**SELECTION**

A flexible wiring substrate for coupling between a semiconductor element and a circuit substrate. The flexible wiring substrate comprises a base material layer made of insulating and flexible material, and wiring conductors formed on the base material layer. The wiring conductors are formed of at least one electroless plated layer and at least one electroplated layer formed on the at least one electroless plated layer. The wiring conductors are formed apart from a peripheral edge portion of the base material layer. A power supply line for electroplating used for forming the electroplated layer does not remain on the base material layer. The wiring conductors have, for example, a multi-layer structure comprising an electroless plated copper layer formed on the base material layer, an electroplated copper layer formed on the electroless plated copper layer, an electroplated nickel layer formed on the electroplated copper layer, and an electroplated gold layer formed on the electroplated nickel layer.

Claims

exact text as granted — not AI-modified
What is claimed is:  
     
         1 . A flexible wiring substrate comprising: 
 a base material layer which is made of insulating and flexible material; and    wiring conductors formed on said base material layer, said wiring conductors comprising at least one electroless plated layer and at least one electroplated layer formed on said at least one electroless plated layer.    
     
     
         2 . A flexible wiring substrate as set forth in  claim 1 , wherein said wiring conductors are formed apart from a peripheral edge of said base material layer.  
     
     
         3 . A flexible wiring substrate as set forth in  claim 1 , wherein conductive portions functioned as a power supply line for electroplating which is used for forming said at least one electroplated layer do not remain on said base material layer.  
     
     
         4 . A flexible wiring substrate as set forth in  claim 1 , wherein said wiring conductors have a multi-layer structure comprising an electroless plated copper layer formed on said base material layer, an electroplated copper layer formed on said electroless plated copper layer, and a layer which may be any one layer selected from a group consisting of an electroplated gold layer, an electroplated silver layer, an electroplated tin layer and an electroplated palladium layer and which is formed on said electroplated copper layer.

**PROBLEM STATEMENT**
Go on with the patent text on the flexible wiring substrate, starting right after its last claim.

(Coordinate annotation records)
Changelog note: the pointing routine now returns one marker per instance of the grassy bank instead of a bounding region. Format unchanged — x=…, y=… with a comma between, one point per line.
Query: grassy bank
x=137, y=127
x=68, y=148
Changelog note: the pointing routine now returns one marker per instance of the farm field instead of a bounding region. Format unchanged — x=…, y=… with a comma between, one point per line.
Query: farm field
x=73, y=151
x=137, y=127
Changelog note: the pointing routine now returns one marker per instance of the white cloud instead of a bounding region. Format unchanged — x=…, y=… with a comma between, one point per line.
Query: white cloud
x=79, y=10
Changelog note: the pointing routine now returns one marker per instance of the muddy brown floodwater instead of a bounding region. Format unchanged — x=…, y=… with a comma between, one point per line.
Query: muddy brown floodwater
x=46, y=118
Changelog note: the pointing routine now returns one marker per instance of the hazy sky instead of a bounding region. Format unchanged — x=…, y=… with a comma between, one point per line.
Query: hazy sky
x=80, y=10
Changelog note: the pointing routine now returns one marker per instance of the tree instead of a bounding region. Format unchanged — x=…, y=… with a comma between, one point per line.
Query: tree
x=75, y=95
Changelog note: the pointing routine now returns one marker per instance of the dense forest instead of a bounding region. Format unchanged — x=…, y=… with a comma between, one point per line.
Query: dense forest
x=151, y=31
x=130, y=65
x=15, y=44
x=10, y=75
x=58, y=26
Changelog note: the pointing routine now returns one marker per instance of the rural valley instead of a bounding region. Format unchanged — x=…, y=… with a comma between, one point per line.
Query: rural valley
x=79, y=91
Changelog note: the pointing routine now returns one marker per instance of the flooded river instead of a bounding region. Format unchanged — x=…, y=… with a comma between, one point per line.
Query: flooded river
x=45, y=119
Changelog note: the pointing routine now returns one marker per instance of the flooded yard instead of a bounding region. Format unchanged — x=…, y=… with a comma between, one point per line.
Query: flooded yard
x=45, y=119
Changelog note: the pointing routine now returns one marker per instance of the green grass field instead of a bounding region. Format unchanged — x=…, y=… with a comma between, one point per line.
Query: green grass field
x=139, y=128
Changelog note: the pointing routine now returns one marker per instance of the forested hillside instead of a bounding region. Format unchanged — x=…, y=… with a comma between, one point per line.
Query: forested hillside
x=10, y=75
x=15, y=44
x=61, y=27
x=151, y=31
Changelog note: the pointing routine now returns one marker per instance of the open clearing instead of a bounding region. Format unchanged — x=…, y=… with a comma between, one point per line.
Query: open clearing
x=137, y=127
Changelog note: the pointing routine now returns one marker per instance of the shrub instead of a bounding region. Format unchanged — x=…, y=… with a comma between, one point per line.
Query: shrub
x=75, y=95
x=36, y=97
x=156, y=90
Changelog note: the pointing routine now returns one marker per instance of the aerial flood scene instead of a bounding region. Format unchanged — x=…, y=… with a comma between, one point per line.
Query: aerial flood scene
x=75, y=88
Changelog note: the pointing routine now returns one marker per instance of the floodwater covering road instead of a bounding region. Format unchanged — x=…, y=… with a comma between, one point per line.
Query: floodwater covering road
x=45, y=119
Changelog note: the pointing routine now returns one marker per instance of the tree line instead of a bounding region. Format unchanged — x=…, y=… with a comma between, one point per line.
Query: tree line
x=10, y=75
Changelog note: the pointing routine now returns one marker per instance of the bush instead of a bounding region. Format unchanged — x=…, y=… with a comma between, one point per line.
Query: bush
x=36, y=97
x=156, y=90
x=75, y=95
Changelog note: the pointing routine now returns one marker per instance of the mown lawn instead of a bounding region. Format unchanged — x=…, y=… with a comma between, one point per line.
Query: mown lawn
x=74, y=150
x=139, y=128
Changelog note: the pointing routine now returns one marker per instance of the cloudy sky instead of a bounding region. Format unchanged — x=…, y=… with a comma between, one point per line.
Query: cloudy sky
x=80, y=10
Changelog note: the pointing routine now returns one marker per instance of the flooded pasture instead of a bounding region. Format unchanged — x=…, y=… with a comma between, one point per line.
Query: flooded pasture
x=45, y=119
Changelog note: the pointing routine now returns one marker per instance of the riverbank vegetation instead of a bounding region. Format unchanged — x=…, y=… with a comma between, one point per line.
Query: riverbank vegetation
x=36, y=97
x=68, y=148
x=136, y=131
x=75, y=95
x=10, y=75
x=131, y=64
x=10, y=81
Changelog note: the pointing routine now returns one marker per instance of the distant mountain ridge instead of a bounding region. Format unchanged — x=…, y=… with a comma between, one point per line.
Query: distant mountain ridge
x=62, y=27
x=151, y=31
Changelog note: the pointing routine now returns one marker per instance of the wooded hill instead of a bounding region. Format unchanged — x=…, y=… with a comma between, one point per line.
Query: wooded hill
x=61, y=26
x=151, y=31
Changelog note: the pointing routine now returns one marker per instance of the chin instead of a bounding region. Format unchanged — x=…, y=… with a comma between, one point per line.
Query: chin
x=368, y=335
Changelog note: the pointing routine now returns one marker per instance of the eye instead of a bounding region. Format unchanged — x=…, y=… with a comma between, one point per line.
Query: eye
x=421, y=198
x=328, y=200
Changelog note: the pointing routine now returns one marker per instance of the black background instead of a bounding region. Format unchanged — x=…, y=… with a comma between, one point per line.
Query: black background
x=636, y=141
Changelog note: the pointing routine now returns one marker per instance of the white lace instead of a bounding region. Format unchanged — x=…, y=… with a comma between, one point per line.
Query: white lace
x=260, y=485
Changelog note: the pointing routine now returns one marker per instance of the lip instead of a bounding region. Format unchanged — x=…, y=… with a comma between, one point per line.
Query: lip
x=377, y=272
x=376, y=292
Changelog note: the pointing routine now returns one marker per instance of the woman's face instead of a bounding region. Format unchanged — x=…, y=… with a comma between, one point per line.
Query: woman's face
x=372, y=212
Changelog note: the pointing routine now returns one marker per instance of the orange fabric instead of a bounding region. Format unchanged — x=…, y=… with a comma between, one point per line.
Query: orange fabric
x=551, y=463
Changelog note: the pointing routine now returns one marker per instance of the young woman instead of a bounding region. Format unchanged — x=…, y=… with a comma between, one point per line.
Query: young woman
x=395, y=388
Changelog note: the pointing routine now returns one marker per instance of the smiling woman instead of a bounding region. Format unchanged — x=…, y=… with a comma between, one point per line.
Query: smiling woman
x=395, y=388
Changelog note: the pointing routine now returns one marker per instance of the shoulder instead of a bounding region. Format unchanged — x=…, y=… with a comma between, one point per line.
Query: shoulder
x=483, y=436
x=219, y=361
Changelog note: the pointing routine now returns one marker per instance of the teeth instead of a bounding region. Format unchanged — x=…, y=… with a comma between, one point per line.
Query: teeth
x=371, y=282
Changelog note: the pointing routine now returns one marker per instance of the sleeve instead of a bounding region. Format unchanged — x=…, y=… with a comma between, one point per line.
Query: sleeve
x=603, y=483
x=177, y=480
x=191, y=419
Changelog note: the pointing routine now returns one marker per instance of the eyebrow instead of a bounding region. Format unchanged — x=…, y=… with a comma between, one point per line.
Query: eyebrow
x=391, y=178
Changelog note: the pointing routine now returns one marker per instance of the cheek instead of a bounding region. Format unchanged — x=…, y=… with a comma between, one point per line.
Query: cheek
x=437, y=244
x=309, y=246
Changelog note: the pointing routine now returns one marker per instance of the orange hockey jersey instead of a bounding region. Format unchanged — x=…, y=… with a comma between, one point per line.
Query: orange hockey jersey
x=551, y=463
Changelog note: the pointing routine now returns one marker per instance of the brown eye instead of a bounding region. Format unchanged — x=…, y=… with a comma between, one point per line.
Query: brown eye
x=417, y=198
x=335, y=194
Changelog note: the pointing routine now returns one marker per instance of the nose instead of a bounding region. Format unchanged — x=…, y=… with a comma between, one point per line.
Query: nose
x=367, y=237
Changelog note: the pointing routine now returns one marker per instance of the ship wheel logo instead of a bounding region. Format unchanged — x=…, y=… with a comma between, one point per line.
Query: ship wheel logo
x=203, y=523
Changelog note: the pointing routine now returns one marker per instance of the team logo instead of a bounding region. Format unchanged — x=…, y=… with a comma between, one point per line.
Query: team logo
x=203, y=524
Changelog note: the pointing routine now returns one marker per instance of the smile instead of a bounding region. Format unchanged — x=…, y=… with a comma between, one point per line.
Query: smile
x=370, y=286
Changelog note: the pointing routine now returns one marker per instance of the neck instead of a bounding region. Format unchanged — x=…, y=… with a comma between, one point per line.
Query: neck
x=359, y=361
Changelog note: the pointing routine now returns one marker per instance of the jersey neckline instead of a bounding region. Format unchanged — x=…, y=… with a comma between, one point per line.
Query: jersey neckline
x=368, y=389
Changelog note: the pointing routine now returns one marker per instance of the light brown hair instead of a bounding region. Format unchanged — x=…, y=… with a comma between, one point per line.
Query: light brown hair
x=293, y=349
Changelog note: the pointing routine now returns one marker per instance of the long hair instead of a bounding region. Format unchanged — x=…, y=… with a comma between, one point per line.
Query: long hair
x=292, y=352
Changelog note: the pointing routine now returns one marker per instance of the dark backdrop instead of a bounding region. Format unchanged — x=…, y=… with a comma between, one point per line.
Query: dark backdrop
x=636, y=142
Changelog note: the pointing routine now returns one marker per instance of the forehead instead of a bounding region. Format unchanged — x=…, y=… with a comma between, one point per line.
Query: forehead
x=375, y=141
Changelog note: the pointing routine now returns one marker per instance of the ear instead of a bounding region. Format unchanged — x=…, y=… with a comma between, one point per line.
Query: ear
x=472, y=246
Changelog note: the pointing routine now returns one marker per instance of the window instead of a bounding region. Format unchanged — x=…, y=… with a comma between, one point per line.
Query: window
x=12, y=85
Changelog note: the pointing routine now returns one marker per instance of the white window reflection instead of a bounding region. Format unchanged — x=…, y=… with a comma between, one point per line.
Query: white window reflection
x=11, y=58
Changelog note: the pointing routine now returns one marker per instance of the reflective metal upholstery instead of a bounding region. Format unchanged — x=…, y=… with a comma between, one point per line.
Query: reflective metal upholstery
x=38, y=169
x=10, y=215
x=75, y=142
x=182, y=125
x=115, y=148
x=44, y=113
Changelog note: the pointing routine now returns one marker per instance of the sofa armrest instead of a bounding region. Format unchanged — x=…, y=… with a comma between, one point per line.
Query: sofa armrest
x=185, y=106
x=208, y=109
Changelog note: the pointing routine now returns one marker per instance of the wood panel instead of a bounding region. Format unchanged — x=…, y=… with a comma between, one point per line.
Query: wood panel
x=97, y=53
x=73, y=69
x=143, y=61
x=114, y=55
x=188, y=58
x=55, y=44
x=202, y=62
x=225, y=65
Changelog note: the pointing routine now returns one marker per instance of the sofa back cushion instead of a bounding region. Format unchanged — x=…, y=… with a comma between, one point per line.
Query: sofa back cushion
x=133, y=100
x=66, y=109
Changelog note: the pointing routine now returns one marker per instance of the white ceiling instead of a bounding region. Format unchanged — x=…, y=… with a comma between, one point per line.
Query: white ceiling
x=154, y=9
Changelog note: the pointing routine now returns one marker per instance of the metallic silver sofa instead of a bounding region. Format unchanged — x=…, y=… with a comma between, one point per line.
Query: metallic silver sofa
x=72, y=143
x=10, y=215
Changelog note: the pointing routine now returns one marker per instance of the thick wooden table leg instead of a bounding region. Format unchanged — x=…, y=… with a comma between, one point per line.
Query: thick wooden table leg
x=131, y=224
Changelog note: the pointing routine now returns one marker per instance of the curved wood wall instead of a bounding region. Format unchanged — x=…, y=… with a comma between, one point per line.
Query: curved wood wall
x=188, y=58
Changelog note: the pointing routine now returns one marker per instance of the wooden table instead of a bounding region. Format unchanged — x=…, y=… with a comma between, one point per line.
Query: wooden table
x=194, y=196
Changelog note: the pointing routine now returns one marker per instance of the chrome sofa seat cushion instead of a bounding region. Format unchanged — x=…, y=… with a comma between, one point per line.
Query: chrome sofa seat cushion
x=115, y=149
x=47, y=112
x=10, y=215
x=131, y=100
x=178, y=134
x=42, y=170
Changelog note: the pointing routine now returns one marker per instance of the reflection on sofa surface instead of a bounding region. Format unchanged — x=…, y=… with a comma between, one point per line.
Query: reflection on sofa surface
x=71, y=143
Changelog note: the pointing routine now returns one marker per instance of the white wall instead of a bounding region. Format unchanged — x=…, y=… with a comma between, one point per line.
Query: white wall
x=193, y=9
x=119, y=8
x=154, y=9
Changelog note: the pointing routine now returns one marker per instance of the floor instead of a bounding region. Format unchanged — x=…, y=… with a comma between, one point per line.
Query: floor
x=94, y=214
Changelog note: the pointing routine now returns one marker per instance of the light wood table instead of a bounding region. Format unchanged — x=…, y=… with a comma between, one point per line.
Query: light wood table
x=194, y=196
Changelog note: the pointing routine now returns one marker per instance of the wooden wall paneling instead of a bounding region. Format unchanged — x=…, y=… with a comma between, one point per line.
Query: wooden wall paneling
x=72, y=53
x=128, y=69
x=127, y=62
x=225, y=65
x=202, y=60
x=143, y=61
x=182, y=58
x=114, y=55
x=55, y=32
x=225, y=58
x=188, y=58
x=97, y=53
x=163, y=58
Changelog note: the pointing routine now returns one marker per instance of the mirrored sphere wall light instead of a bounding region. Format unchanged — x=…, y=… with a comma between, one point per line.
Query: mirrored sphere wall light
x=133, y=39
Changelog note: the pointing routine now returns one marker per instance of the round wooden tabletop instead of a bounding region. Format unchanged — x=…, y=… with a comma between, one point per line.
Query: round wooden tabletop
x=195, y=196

**TASK ANSWER**
         6 . A flexible wiring substrate as set forth in  claim 1 , wherein said wiring conductors have a multi-layer structure comprising an electroless plated copper layer formed on said base material layer, an electroplated copper layer formed on said electroless plated copper layer, an electroplated nickel layer formed on said electroplated copper layer, and a layer which may be any one layer selected from a group consisting of an electroplated gold layer, an electroplated silver layer, an electroplated tin layer and an electroplated palladium layer and which is formed on said electroplated nickel layer.  
     
     
         6 . A flexible wiring substrate as set forth in  claim 1 , wherein a surface of said base material layer is roughened, and said wiring conductors are formed on the roughened surface of said base material layer.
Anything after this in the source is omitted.